--- START ---

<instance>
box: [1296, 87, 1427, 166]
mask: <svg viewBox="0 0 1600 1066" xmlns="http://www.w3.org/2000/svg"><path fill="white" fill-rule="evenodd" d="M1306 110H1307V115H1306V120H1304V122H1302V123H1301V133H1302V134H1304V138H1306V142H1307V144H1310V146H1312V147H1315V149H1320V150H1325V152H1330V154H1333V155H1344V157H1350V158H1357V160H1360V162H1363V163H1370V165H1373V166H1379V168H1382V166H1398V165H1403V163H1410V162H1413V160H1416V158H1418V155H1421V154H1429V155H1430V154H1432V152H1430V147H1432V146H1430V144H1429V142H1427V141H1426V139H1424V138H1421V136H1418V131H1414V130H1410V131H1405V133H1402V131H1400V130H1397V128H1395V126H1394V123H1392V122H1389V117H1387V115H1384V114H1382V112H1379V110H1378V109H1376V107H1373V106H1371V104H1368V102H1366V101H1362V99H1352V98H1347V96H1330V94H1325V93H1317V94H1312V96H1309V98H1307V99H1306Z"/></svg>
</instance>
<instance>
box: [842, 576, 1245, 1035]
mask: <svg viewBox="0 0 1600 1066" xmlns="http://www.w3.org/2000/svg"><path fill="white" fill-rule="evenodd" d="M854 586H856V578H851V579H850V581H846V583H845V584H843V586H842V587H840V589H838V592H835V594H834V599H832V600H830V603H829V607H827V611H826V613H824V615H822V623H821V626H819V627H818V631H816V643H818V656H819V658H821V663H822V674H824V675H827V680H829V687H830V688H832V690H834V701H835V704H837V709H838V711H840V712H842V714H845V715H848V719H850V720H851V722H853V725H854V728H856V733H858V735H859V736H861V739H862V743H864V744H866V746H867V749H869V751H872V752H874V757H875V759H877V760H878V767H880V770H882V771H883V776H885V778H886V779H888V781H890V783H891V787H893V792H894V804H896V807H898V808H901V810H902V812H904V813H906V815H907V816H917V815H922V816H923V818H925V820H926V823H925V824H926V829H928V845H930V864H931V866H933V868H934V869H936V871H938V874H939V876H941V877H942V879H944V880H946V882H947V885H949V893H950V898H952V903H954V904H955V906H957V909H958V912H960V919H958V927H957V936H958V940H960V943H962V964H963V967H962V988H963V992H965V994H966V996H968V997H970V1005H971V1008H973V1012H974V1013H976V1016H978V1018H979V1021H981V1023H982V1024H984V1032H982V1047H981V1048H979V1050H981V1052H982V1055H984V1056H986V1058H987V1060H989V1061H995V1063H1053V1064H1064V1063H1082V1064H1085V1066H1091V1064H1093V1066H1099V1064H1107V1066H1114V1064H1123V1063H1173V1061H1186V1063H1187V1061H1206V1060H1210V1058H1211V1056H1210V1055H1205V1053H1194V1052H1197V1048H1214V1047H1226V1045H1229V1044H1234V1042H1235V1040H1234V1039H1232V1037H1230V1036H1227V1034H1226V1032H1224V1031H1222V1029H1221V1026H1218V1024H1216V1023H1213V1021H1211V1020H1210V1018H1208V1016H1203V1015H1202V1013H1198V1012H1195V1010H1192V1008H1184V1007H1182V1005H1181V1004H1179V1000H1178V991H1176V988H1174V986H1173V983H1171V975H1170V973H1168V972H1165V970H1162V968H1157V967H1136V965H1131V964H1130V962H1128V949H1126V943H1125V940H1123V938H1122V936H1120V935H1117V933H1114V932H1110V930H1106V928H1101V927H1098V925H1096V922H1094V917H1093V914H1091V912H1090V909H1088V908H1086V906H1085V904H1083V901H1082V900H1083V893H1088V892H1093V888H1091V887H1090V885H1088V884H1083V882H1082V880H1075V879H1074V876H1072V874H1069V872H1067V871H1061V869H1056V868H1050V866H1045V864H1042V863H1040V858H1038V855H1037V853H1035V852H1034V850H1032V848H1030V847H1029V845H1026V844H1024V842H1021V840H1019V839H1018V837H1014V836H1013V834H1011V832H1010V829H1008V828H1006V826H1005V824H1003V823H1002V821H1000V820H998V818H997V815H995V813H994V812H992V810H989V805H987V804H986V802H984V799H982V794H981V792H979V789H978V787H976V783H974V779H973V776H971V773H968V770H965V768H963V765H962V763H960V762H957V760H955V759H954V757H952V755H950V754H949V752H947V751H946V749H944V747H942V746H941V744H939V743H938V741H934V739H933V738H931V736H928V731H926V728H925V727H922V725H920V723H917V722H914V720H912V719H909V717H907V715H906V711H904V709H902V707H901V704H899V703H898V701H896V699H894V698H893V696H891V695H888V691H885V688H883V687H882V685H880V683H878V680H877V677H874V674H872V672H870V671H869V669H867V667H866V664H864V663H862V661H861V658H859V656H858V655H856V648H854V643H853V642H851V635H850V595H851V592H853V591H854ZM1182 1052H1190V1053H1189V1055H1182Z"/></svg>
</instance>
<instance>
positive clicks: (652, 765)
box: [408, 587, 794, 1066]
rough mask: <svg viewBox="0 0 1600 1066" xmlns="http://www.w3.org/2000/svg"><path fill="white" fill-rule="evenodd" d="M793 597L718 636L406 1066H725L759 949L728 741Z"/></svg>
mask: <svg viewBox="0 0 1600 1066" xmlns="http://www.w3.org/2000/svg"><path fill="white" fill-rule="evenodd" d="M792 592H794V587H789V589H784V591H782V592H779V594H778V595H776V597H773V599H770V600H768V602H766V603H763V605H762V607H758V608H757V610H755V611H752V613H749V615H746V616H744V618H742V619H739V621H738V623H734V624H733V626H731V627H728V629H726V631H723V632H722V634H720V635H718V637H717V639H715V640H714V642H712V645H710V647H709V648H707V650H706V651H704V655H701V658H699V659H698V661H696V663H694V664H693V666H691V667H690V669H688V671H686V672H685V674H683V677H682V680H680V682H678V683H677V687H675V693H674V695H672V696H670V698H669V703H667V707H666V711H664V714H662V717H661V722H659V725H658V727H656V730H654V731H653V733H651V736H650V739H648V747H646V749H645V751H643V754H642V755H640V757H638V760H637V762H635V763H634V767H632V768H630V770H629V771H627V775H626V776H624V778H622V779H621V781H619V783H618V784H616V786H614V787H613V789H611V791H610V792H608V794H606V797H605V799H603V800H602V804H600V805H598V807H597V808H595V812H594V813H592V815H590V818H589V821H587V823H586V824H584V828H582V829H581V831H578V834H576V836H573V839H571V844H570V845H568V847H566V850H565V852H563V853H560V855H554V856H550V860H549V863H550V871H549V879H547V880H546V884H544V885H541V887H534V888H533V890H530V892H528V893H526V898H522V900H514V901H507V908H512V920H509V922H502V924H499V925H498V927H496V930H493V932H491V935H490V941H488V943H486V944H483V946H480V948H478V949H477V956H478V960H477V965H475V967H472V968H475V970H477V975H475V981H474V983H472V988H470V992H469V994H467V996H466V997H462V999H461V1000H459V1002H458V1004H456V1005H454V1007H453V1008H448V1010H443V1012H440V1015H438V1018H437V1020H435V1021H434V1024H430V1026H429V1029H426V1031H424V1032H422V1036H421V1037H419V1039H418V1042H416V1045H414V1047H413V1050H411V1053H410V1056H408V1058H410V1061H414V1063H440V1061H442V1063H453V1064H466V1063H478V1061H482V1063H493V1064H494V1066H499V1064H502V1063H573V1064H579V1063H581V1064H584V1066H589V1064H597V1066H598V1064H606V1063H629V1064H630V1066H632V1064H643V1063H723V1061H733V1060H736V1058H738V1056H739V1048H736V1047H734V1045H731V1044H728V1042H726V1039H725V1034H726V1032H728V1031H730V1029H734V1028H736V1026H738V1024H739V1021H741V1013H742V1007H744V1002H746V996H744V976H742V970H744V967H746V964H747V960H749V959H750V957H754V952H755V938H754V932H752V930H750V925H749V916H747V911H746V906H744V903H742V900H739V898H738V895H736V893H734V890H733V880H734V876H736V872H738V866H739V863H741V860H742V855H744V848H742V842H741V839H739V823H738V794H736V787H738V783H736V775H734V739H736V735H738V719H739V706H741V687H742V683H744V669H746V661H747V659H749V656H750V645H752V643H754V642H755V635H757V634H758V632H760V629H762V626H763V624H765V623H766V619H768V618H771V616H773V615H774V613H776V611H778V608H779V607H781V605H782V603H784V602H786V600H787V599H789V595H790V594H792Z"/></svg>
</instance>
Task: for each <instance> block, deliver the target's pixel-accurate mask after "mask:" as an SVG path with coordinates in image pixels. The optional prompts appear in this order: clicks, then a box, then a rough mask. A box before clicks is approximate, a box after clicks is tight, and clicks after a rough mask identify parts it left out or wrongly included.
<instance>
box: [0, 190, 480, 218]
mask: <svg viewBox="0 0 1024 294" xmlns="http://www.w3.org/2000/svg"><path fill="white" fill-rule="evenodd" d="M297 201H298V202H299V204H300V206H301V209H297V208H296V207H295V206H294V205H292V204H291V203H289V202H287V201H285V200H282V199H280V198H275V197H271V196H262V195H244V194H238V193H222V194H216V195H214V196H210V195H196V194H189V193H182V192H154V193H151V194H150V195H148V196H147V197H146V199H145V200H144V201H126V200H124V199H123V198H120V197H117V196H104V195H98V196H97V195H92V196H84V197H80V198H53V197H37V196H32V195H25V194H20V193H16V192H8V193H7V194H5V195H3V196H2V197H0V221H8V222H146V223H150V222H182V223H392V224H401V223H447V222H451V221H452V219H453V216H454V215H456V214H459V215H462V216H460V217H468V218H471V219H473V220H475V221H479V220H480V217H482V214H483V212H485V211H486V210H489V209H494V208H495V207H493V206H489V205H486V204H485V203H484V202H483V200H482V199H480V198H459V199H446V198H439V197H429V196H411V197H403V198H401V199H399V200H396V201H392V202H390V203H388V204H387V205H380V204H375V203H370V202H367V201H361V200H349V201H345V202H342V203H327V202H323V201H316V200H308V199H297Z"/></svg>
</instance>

--- END ---

### PROMPT
Whenever a line in the data holds "rough", copy that line.

### SOLUTION FOR THIS EXERCISE
rough mask: <svg viewBox="0 0 1600 1066" xmlns="http://www.w3.org/2000/svg"><path fill="white" fill-rule="evenodd" d="M793 597L718 636L406 1066H725L759 949L728 741Z"/></svg>
Task: for each <instance> block, deliver the target's pixel-accurate mask after "mask:" as an SVG path with coordinates in image pixels. The optional prompts appear in this order: clicks, then a box, then a rough mask. A box before clicks is approximate, a box after clicks is tight, and clicks after a rough mask identify parts it left out or wrongly included.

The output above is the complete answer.